I am trying to solve the following equation to get the eigenvalues of this (n + 1 $\times$ n + 1) matrix m:
$$m = \begin{bmatrix} a & a1^T \\ a1 & bJ \end{bmatrix}$$ Where: $$ a, b \in R, 1^T = [1.....1]^T $$ and J is a (n $\times$ n) matrix of all $1$s.
so far, I have done the following(I is the identity matrix here):
$$det(m) = \begin{bmatrix} a - \lambda & a1^T \\ a1 & bJ - \lambda I \end{bmatrix} = 0 \\ abJ - a\lambda I - \lambda bJ + \lambda^2 I - a1^Ta1 = 0 \\ \lambda^2I - \lambda(aI + bJ) + abJ - na^2 = 0 $$ because $$a1^Ta1 = [a....a][a....a]^T = na^2$$
How do I proceed from here?
Your computation of the determinant is not correct: you are treating $J$ as if it were a scalar, when it is a matrix. It should be obvious since you get a degree two equation on $\lambda$ instead of degree $n$.
For this matrix, it is easier to look at the eigenvalues directly. I will assume $a\ne b$ and both nonzero, since it is the non-trivial case.

Exercise a:
In the eigenvalue thread, what mistake does the reply say was made in computing the determinant?

Recorded data:
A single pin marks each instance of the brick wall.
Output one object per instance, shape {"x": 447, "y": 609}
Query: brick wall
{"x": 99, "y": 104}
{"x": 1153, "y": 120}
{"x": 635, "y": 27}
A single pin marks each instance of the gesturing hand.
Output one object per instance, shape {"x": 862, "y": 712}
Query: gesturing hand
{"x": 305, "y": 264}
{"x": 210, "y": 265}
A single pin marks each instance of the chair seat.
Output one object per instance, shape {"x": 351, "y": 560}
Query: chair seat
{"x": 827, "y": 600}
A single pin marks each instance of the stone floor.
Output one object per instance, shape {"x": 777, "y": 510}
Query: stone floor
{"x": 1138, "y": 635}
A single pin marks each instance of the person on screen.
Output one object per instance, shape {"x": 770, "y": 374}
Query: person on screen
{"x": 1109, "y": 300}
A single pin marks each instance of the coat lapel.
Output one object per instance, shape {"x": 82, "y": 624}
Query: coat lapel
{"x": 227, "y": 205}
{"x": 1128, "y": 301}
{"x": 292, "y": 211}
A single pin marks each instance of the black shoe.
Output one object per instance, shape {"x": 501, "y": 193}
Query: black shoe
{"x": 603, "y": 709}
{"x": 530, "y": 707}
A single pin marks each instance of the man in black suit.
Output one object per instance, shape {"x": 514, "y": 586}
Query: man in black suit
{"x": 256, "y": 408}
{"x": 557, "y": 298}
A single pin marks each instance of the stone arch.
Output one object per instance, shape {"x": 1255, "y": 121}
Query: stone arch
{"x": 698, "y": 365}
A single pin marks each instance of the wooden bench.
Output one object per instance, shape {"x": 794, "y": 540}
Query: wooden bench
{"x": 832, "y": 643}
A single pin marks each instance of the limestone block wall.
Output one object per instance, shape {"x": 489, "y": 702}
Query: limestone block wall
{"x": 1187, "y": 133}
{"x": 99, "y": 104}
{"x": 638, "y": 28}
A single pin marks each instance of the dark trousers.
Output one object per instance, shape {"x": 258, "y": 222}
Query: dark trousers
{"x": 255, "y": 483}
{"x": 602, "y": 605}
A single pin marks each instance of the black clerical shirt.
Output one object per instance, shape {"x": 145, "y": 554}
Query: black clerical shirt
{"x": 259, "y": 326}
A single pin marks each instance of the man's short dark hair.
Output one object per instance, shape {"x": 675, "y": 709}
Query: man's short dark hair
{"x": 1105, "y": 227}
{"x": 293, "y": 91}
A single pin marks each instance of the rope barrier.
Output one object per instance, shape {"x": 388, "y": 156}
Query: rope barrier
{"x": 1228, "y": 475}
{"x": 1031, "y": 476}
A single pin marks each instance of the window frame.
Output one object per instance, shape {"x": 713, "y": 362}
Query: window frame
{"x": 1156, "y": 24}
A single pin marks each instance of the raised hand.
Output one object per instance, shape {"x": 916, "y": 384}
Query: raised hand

Exercise b:
Give only the lines of the records from the one containing "A single pin marks each instance of the man's" through the end of the records, inclusive, replacing "rope barrier" with "cord barrier" and leaving everything else unchanged.

Expected answer a:
The determinant was computed as if J were a scalar, when it is a matrix.

Expected answer b:
A single pin marks each instance of the man's short dark hair.
Output one object per instance, shape {"x": 675, "y": 709}
Query: man's short dark hair
{"x": 1105, "y": 227}
{"x": 293, "y": 91}
A single pin marks each instance of the cord barrier.
Output one object per instance, shape {"x": 388, "y": 156}
Query: cord barrier
{"x": 1228, "y": 475}
{"x": 1031, "y": 476}
A single pin marks each instance of the window frame.
Output one object per instance, shape {"x": 713, "y": 362}
Query: window frame
{"x": 1156, "y": 24}
A single pin marks each instance of the raised hand.
Output one object per instance, shape {"x": 916, "y": 384}
Query: raised hand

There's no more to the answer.